What is needed: Summarize the passage on selecting peaks in three sentences.

As illustrated in FIG. 15A, the user begins by placing the crosshair 58 of the puck 54 over top the first peak 29A in the signal 29 on the stacked plot. Signal 29 is comprised of two peaks 29A, 29B. The user presses the “ENTER” button 59 on the puck 54 after the crosshair 58 is located on the first peak 29A as illustrated in FIG. 15A. This causes the tablet 44 to transmit the x- and y-coordinate point of peak 29A to the application software. FIG. 15B illustrates the user interface 140 after the user selects the peak 29A. Note that in the positions box 152, the user interface 140 display the location of the peak 29A, position number 1, in terms of 8.45 ppm and 4224.4 Hz. The application software used the geometric definition of the stacked plot 42 along with the location of the reference positions to convert the x- and y-coordinate points of the peak 29A (which is illustrated in the real time box 154 as x-coordinate 2489 (156) and y-coordinate 7803 (158)) to 8.4540 ppm and 4224.413 Hz, illustrated in the ppm and Hertz spectral position coordinates 160, 162. The application software rounded the ppm and Hertz spectral position coordinates 160, 162 to arrive at 8.45 ppm and 4224.4 Hz for peak 29A.
Because signal 29 may be comprised of a peak other than a singlet type peak, the user interface 140 continues to prompt the user for other peaks in signal 29 as illustrated in FIG. 15B. In the present example, signal 29 is a doublet, and peak 29B is the second peak of the doublet 29. As illustrated in FIG. 15C, the user places the crosshair 58 of the puck 54 over top the second peak 29B of the doublet 29 and presses the “ENTER” button 59 on the puck 54. This causes the location of the peak 29B to be communicated to the application software. As discussed above for peak 29A, the user interface 140 displays peak 29B as position number 2 in the positions box 152 being 8.45 ppm and 4225.3 Hz. Note again that the real time box 154 displays the exact x- and y-coordinate points 156, 158 and the ppm and Hertz spectral position coordinates 160, 162 of peak 29B.

Data excerpts:
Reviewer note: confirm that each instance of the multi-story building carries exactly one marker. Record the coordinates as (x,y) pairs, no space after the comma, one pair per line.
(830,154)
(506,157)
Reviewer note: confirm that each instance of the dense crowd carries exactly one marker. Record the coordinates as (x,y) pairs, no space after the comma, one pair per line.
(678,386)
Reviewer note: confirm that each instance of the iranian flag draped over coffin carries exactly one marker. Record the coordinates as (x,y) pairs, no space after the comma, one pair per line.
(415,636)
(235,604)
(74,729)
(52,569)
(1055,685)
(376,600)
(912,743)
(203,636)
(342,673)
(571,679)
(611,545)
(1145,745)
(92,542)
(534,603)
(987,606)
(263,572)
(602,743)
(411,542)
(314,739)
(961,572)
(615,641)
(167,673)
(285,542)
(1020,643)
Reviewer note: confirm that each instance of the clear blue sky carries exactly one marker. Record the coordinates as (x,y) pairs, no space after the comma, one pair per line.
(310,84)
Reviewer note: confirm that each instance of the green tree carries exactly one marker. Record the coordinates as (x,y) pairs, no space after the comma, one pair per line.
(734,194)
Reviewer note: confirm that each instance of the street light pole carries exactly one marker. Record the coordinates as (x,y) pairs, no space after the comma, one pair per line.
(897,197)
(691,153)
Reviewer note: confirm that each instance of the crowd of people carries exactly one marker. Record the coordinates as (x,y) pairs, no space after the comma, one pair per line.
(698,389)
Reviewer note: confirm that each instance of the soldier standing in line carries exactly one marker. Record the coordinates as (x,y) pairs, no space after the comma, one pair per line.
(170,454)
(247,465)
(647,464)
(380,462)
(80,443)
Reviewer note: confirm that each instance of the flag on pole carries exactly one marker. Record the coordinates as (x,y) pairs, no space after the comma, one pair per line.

Finished task: The user places the puck's crosshair over the first peak, 29A, of signal 29 on the stacked plot and presses the "ENTER" button, which sends the peak's x- and y-coordinates to the application software. The software uses the stacked plot's geometric definition and the reference positions to convert those coordinates to spectral positions, which it rounds to 8.45 ppm and 4224.4 Hz and shows as position 1 in the positions box. Because signal 29 is a doublet, the interface prompts for another peak, and the user selects peak 29B the same way, which appears as position 2 at 8.45 ppm and 4225.3 Hz.